== Your tasks ==
(a) In the passage on electronic health records, what are current EHR apps usually restricted to?
(b) Duplicate the passage on electronic health records between "Today’s reality of" and "preclude that capability.", inclusive.
(c) Summarize the passage on electronic health records in two sentences.
[[ Passage open ]]
Today’s reality of patient management is “disjointed care” and most of the collaborators in a patient’s care team don’t know what each other is doing for the patient in real time. Knowing all the different participants in the patient’s care team (providers, payers, family members, etc.) and coordinating and integrating their electronic activities is what successful EHRs must handle with ease as they look to graduate from basic retrospective documentation systems to modern patient collaboration platforms. Current EHR apps are usually restricted to “legal entities” (e.g. a single hospital or a hospital system or single ambulatory practice). To manage integrated and coordinated care, successful EHR systems must open themselves up beyond legal boundaries but most of them have created their databases and data models to preclude that capability.
Most existing EHRs, even modern ones that were built for Meaningful Use, have traditionally done a poor job understanding and designing “multi-entity” or “multi-tenant” database models that would encourage secure, trusted, electronic collaboration between legal organizations (e.g. two hospitals or multiple clinics) and patients as they move across entities.
[[ Passage closed ]]
[[ Data to examine open ]]
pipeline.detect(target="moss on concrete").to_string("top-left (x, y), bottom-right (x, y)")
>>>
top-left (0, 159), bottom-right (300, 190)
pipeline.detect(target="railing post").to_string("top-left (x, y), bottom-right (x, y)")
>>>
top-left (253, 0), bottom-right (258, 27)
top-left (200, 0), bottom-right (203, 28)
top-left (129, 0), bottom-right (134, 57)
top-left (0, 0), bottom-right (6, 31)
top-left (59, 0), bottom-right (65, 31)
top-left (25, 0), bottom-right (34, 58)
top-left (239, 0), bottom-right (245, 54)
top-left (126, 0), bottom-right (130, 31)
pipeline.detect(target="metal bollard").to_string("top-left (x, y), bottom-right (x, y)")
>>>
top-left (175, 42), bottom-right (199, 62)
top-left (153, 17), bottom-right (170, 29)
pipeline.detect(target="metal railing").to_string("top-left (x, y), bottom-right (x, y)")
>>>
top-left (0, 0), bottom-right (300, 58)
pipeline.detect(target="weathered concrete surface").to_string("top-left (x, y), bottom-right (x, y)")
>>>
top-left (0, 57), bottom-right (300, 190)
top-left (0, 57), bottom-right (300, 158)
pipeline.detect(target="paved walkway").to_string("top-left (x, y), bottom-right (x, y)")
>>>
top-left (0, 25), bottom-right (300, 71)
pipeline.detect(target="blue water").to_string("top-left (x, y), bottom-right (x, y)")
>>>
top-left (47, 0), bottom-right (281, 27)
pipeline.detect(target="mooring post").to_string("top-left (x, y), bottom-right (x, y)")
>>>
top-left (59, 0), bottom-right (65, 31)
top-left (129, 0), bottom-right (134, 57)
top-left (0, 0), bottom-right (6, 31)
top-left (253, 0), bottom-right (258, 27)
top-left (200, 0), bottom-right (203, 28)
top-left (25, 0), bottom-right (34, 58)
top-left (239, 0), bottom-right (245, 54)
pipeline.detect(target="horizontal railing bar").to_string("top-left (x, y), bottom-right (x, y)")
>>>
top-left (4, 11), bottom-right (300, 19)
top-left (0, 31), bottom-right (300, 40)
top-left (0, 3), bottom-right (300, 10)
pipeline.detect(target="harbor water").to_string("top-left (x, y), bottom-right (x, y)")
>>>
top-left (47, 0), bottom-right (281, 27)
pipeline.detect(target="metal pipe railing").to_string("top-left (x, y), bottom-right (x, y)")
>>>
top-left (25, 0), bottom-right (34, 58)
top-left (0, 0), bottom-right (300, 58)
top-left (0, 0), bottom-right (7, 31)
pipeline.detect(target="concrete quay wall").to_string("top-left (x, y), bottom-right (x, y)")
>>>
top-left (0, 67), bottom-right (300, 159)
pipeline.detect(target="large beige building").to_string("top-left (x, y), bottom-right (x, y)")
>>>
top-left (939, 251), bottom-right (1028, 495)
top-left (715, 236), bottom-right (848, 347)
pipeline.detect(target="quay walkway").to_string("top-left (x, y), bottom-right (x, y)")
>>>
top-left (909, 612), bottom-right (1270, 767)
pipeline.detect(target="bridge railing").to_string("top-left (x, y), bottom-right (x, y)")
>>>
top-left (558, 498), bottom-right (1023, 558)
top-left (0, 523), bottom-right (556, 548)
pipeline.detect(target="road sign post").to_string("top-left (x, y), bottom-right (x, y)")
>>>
[[ Data to examine closed ]]
== Exercise solutions ==
(a) They are usually restricted to "legal entities," such as a single hospital, a hospital system, or a single ambulatory practice.

(b)
Today’s reality of patient management is “disjointed care” and most of the collaborators in a patient’s care team don’t know what each other is doing for the patient in real time. Knowing all the different participants in the patient’s care team (providers, payers, family members, etc.) and coordinating and integrating their electronic activities is what successful EHRs must handle with ease as they look to graduate from basic retrospective documentation systems to modern patient collaboration platforms. Current EHR apps are usually restricted to “legal entities” (e.g. a single hospital or a hospital system or single ambulatory practice). To manage integrated and coordinated care, successful EHR systems must open themselves up beyond legal boundaries but most of them have created their databases and data models to preclude that capability.

(c) Patient care today is disjointed, and successful EHRs must coordinate the electronic activities of everyone on a patient's care team as they move from basic retrospective documentation systems to patient collaboration platforms. Yet current EHR apps are usually restricted to single legal entities, and most existing EHRs have done a poor job designing multi-entity or multi-tenant database models that would support secure collaboration between organizations and patients.